▶ _Pointing dataset excerpts_
····················

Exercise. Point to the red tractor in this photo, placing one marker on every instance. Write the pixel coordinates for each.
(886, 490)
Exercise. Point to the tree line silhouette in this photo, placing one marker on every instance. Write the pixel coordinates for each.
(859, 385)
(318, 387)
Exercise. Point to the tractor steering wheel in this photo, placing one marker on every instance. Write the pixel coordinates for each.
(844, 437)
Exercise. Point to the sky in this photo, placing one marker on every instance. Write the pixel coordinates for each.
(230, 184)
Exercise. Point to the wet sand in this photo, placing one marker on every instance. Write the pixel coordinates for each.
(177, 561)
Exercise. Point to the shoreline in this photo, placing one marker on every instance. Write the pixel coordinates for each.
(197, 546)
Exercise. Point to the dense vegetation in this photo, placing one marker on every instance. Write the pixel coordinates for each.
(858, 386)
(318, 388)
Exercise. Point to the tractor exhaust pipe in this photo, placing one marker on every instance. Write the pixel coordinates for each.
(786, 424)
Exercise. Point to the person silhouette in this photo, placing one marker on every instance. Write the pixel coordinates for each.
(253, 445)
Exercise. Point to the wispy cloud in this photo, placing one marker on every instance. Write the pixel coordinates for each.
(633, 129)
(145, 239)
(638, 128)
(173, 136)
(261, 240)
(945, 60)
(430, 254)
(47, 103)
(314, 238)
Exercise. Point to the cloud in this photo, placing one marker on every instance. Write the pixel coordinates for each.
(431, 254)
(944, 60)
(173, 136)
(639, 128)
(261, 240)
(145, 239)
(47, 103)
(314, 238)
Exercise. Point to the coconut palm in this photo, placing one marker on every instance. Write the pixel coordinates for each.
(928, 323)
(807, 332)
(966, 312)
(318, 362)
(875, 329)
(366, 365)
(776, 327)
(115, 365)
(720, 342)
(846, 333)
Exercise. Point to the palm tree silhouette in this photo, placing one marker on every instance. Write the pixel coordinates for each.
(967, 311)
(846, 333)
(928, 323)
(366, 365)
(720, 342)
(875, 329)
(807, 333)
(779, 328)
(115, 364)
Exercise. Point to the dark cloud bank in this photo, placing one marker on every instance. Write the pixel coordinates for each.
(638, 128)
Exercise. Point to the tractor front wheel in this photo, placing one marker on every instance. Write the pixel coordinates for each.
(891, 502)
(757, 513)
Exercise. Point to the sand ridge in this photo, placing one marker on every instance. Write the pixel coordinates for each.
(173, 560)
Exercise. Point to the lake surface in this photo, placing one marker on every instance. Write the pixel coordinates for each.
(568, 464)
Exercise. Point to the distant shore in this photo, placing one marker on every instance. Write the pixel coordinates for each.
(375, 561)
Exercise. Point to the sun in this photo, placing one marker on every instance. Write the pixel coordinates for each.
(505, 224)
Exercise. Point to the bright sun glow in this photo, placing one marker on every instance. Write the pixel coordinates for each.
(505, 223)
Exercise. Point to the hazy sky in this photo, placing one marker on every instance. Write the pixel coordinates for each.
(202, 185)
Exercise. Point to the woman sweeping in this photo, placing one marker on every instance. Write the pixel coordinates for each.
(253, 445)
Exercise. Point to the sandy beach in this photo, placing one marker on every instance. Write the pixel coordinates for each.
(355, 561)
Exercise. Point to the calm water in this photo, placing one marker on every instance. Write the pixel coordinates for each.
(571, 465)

····················

▶ _Aim of the task_
Output exactly the lines above, from the one holding "Exercise. Point to the sand ridge" through the end of the data, including the first and last.

▶ _Exercise solution_
Exercise. Point to the sand ridge in this photo, placing one marker on every instance. Write the pixel coordinates for each.
(173, 560)
Exercise. Point to the lake surface in this photo, placing one marker on every instance. Write the pixel coordinates for each.
(568, 464)
Exercise. Point to the distant shore in this photo, placing one marker on every instance. Write the pixel coordinates for each.
(375, 561)
Exercise. Point to the sun in this photo, placing one marker on every instance. Write the pixel coordinates for each.
(505, 224)
Exercise. Point to the bright sun glow in this photo, placing one marker on every instance. Write the pixel coordinates for each.
(505, 223)
Exercise. Point to the hazy sky in this photo, placing one marker on every instance. Write the pixel coordinates for each.
(202, 185)
Exercise. Point to the woman sweeping in this photo, placing one marker on every instance. Write the pixel coordinates for each.
(253, 445)
Exercise. Point to the sandy beach in this photo, placing one marker on every instance. Write the pixel coordinates for each.
(355, 561)
Exercise. Point to the calm water in this photo, placing one marker on every instance. Write the pixel coordinates for each.
(571, 465)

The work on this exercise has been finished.